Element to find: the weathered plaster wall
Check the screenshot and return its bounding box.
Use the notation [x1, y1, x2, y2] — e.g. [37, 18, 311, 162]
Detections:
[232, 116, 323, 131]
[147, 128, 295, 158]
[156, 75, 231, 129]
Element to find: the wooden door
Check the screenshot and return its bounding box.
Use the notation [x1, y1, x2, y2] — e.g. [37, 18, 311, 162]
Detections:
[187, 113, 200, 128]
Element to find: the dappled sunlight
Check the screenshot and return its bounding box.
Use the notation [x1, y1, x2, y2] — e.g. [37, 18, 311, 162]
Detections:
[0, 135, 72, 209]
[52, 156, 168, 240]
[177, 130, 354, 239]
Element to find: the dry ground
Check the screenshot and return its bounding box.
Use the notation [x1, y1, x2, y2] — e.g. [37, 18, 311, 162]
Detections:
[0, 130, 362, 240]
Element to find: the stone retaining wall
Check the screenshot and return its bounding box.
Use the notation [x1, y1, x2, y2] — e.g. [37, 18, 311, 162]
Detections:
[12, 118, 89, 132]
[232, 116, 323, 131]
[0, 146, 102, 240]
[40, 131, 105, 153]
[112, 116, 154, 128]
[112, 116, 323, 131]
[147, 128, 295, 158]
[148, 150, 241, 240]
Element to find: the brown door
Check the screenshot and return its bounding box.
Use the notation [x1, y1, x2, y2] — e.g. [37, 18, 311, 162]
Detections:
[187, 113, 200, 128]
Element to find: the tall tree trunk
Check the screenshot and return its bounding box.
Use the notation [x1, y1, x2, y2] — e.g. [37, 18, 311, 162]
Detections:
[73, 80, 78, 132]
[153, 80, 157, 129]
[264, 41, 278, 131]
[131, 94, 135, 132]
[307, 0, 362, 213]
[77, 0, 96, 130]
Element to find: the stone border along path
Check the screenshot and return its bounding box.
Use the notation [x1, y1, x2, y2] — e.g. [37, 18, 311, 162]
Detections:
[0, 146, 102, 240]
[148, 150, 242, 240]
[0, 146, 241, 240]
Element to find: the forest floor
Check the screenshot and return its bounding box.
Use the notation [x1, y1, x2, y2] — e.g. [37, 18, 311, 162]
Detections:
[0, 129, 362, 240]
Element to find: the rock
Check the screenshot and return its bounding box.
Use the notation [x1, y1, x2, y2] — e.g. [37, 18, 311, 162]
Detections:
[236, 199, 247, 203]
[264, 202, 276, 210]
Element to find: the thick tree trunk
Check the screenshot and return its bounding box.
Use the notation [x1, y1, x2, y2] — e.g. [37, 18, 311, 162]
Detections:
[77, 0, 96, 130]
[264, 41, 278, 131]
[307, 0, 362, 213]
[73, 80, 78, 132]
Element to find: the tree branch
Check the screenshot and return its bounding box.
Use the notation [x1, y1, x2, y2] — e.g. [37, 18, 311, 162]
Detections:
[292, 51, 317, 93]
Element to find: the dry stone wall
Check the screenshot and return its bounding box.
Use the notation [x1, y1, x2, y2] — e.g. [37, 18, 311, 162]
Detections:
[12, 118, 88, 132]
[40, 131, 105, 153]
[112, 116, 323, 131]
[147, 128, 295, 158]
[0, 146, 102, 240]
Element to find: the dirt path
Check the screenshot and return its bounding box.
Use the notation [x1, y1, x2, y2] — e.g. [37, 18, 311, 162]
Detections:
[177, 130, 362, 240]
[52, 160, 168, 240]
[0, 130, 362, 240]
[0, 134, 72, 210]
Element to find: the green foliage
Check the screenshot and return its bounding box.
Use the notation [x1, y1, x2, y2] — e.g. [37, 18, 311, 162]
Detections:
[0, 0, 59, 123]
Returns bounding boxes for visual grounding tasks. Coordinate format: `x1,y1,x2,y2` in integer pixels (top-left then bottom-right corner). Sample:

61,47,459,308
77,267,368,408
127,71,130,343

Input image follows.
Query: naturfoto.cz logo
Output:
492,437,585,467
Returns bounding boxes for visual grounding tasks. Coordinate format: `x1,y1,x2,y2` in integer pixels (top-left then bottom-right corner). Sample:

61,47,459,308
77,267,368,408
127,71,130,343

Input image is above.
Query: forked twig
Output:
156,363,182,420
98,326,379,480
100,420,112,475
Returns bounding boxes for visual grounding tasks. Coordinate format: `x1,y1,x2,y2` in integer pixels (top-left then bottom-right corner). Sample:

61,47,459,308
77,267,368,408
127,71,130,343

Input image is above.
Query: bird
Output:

_ _ _ _ _

Scale the box coordinates in the answers by 1.05 and round each to a whole number, halves up, as you rewrite every line of the listing from the line with "Element to find: the green foliage" up to and including its last line, requests included. Leave the numbers in the requests and their format samples as they are.

Element to find: the green foliage
Check the screenshot and return its bounding box.
Use the notation [x1, y1, x2, y2] — e.g. [37, 18, 311, 162]
Detections:
[0, 0, 62, 129]
Returns bounding boxes for visual grounding tasks. Coordinate format: `x1,y1,x2,y2` in integer pixels (top-left then bottom-right corner). Sample:

61,47,459,308
77,267,368,408
127,71,130,343

Input image follows.
Query: naturfoto.cz logo
Output:
517,459,614,490
Returns bounding boxes for visual grounding tasks. Coordinate format: `x1,y1,x2,y2` in integer pixels (top-left then bottom-right corner). Sample:

61,47,459,308
77,267,368,408
127,71,130,343

Input image is above.
Query: forked twig
Output:
164,381,191,441
103,342,398,504
105,441,118,499
Returns bounding boxes for visual grounding tasks. Coordinate format: `x1,y1,x2,y2` in integer pixels (top-left then bottom-right corner). Sample:

61,47,459,308
77,267,368,408
127,71,130,343

Input image is above.
Query: bird
Output:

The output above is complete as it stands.